Exercise description >> Write out the material below again, switching "pixel coordinates" to "x and y coordinates" wherever it appears. Keep everything else unchanged.

Object pointing dataset rows
------------------------------------------------
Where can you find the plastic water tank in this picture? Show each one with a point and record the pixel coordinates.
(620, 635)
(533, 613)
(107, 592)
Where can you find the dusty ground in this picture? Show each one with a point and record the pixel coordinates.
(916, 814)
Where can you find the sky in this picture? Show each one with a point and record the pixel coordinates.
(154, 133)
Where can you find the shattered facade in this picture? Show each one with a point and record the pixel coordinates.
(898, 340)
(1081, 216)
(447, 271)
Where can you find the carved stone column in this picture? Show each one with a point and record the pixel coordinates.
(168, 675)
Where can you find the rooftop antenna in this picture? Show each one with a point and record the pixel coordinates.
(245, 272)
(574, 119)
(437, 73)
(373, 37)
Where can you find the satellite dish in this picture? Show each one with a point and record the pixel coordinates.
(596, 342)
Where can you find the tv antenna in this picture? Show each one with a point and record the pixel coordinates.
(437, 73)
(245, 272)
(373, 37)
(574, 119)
------------------------------------------------
Answer for this exercise >>
Where can you find the plastic water tank in this picture? Show each one with a point and record the x and y coordinates.
(620, 635)
(533, 613)
(107, 592)
Where can you find the dusty ground in this picture? Show each one with a point and record the x and y coordinates.
(916, 814)
Where can you find the sky in this picture? Show each one with a point and record the x and y coordinates.
(154, 133)
Where can you find the shattered facade in this picture? Show each one with a point and record the x and y coordinates.
(898, 340)
(1081, 216)
(447, 271)
Where can you find the carved stone column in this picture? Show each one with a point and record the x and y coordinates.
(168, 675)
Where can you find the rooftop antenna in this picture? Show each one with a point and record the x and y coordinates.
(245, 272)
(574, 119)
(437, 73)
(373, 37)
Where can you find the satellite dish in this picture? Show each one with a point and record the x and y coordinates.
(596, 342)
Where can you find the tv antenna in this picture? Show each one with a point and record the x and y coordinates.
(437, 73)
(245, 272)
(373, 37)
(574, 119)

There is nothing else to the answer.